AIM: Continue the mailing-list reply on character encoding in polyglot markup from the point where it stops.

QUOTED PASSAGE:
··········
Re: i18n comments on Polyglot Markup

Anne van Kesteren, Tue, 13 Jul 2010 22:19:55 +0200:
> On Tue, 13 Jul 2010 21:40:24 +0200, Richard Ishida <ishida@w3.org> wrote:
>> Thank you for beginning work on the polyglot document.  I think it 
>> will be very useful.  FWIW, I would welcome an approach to the text 
>> that made it more like an author-friendly "how-to" guide, rather 
>> than spec text.
>> 
>> I am about to raise 8 bugs in bugzilla.  These comments have been 
>> discussed by the i18n WG.  I hope you find them helpful.
>> 
>> FWIW, the i18n group keeps track of comments on your doc at 
>> http://www.w3.org/International/reviews/1007-polyglot/
> 
> FWIW, using <meta charset=utf-16> is an error in HTML.

First, when Sam said a _similar_ (but not same) thing, then Lachlan 
replied that UTF-16 is: [1] "perfectly acceptable for HTML". I think, 
based on my reading of what Lachlan said, that I may have advised 
Elliot to say that <meta charset="UTF-16"/> should be legal in polyglot 
markup.

After seeing your comment, Anne, I now realize that <meta 
charset=utf-16> causes an HTML5 parser (or at least Validator.nu) to 
treat the document as UTF-8 (or, at any rate, it is illegal). Hence, 
yes, <meta charset="utf-16" /> is an error in HTML.

> When used in XML its value must be UTF-8.

Since XML parsers do not decide the encoding based on <meta 
charset="utf-16" />, then I cannot see that you are correct here. But 
of of course, if you are talking about _polyglot markup_, then <meta 
charset="utf-16" /> cannot be used, due the the problems in _HTML_ 
parsers.

> See 
> 
http://www.whatwg.org/specs/web-apps/current-work/complete.html#attr-meta-charset

If you didn't point to the 10MB complete spec, but instead had pointed 
to location in the multi page version, then I could actually afford 
looking up the spec ... Alternatively, you could have said which 
section it is in.
··········
STORED ROWS:
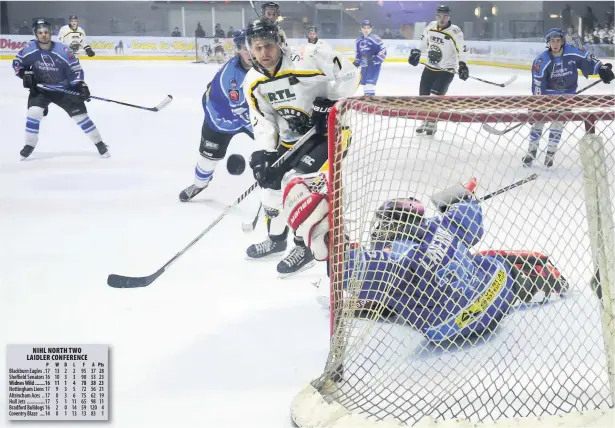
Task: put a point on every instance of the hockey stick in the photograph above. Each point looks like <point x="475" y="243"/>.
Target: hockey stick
<point x="250" y="226"/>
<point x="501" y="85"/>
<point x="159" y="107"/>
<point x="119" y="281"/>
<point x="490" y="129"/>
<point x="509" y="187"/>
··········
EXPECTED OUTPUT:
I found this in section '4.2.5.5. Specifying the document's character 
encoding' (in a PDF copy of 18th of February 2010), which I now 
understand much better:

]] If an HTML document does not start with a BOM, and if its encoding 
is not explicitly given by Content-Type 
metadata, and the document is not an iframe srcdoc document, then the 
character encoding used must be 
an ASCII-compatible character encoding [[

> For HTML the requirements are more complex, but UTF-16 is not allowed 

I guess "more complex" translates to the following: in HTML5, then 
UTF-16 _is_ permitted, provided that the encoding is specified via BOM. 
Whereas, as told, specifying UTF-16 via <meta charset="utf-16" />, is 
not permitted.

Pretty simple, actually.

> and when specified is treated as UTF-8 (though if the document is 
> actually encoded as UTF-16 it would be decoded as UTF-16).

In conclusion, I believe the polyglot markup spec should continue to 
allow UTF-16, as long as the encoding is specified via BOM.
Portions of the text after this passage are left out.